# Confused about powering accessories



## tgoulart (Dec 16, 2015)

I have an NCE Power Cab and want to start planning on lighting as well as powering switch machines (likely Tortoise) for m turnouts. However, I am an confused about how to go about powering them. In the old days I would use the accessories connector on the DC power pack. What are my options now?


----------



## mopac (Feb 24, 2011)

I think most of the guys still use the old DC train transformers for powering turnouts
and for lighting. You can power the switch machines with your DCC but I think it
involves using stationary decoders. A lot easier to use your old transformers. I am going
to use 1 or 2 regulated 12 volt (really 13.8 volts) DC converters for my lights. Old train transformers can
do that also.


----------



## mopac (Feb 24, 2011)

You can do your lighting with DCC but again you have to go through a decoder.
DCC really is only good going to a decoder where it is turned into DC voltage.


----------



## tgoulart (Dec 16, 2015)

mopac said:


> I think most of the guys still use the old DC train transformers for powering turnouts
> and for lighting. You can power the switch machines with your DCC but I think it
> involves using stationary decoders. A lot easier to use your old transformers. I am going
> to use 1 or 2 regulated 12 volt (really 13.8 volts) DC converters for my lights. Old train transformers can
> do that also.


Thanks MOPAC. I don't have my old train transformer; I may have to try to pick one up. Would that also be effective in powering LED's without adding anything inline going to the lights?


----------



## mopac (Feb 24, 2011)

You would have to use resistors with your LEDs. Not hard. I am sure we could help you with that. I think most train transformers start putting out power at about 6 volts.
Too much for LEDs. I will try to find my video with LEDs powered by a train transformer.
Resistors are not hard to work with. Do it once and you will be comfortable with them.

I still laugh when I think about my first purchase of LEDs. I blew them as fast as I could hook them up to a train
transformer. I didn't know about resistors. Makes a huge difference.


----------



## Cycleops (Dec 6, 2014)

I have a PowerCab and use Tam Valley Depot singlets (servo driven) to operate my Peco turnouts. They incorporate a decoder and also have a fascia switch so you can control them from your cab or by the switch on the front of your layout or panel, it also has LED indicators. Set up is automatic and time taken to switch can be adjusted.

**Items**
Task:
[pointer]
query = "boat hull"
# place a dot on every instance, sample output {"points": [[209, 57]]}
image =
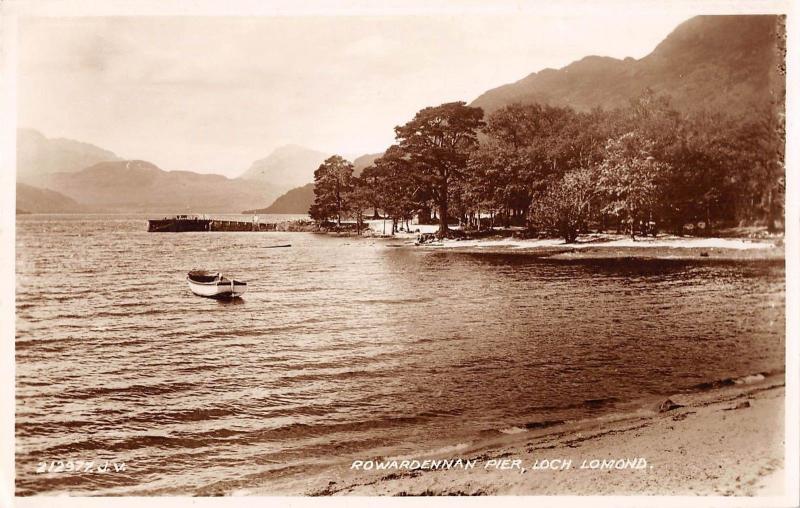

**Jobs**
A - Answer these from the thread about powering accessories:
(i) What does tgoulart say he has?
(ii) At about what voltage does mopac think most train transformers start putting out power?
(iii) What does Cycleops use to operate the Peco turnouts?
B - Go on with the thread about powering accessories, starting after its last post.
The material has no connection to the thread about powering accessories.

**Answers below**
A -
(i) An NCE Power Cab.
(ii) About 6 volts.
(iii) Tam Valley Depot singlets (servo driven).

B -
----------



## tgoulart (Dec 16, 2015)

Cycleops said:


> I have a PowerCab and use Tam Valley Depot singlets (servo driven) to operate my Peco turnouts. They incorporate a decoder and also have a fascia switch so you can control them from your cab or by the switch on the front of your layout or panel, it also has LED indicators. Set up is automatic and time taken to switch can be adjusted.


Cyclops, interesting you mention Tam Valley On a recommendation I ordered two frog juicers for some troublesome Atlas turnouts (should have gone with Peco). I will take a look at the servos. I assume they would take the place of Tortoise machines? I have 2 remote turnouts I would like to operate electronically; all the rest of my turnouts are within reach and I use ground throws. It would be nice to have the option of throwing the remote turnouts with either the Cab or a switch.

Still leaves me with the question about the best (and easiest) way to control lights...none of wich I have yet.


----------



## Cycleops (Dec 6, 2014)

I got the singlets on a recommendation from here. Check out their site for information and videos
http://www.tamvalleydepot.com/products/singletservodecoder.html
You will need a singlet, a micro servo and a servo mount which comes with a length of piano wire.


----------



## Lemonhawk (Sep 24, 2013)

There are several "slo motion" type switchmachines. Their's the old Switchmaster and recently while getting some things from proto87 shop I noticed that they have a switchmachine that besides having frog contacts rotates the flag on a prototype manual turnout throw, its actual a CVT model but with some metal gears that would seem to make it all rotate better.


----------



## DonR (Oct 18, 2012)

There are a number of inexpensive devices for
powering lights, LEDs and turnouts.


The twin coil turnout machines work on either AC or
DC and require the push of a button. You could use
the AC accessories terminals of a DC power pack.

For the Tortoise stall motor type machines you need
about 12 to 14 volts DC. Each is controlled by
a double pole double throw switch. LEDs also require
DC and a 1/4 watt resistor at between 470 and 1,000
ohms depending on input voltage, current draw
and preference for brightness.

Many of us use old wall warts. Flea market vendors
usually have a array of them. Each has a lable stating
it's output voltage, current ability, and whether AC or DC.

I use an ordinary house bell transformer for my twin coil
turnouts. I convert it's 18 volt AC output to DC and power
the turnouts through a capacitor discharge unit to avoid
twin coil burnout.

Don


----------



## redman88 (Nov 25, 2015)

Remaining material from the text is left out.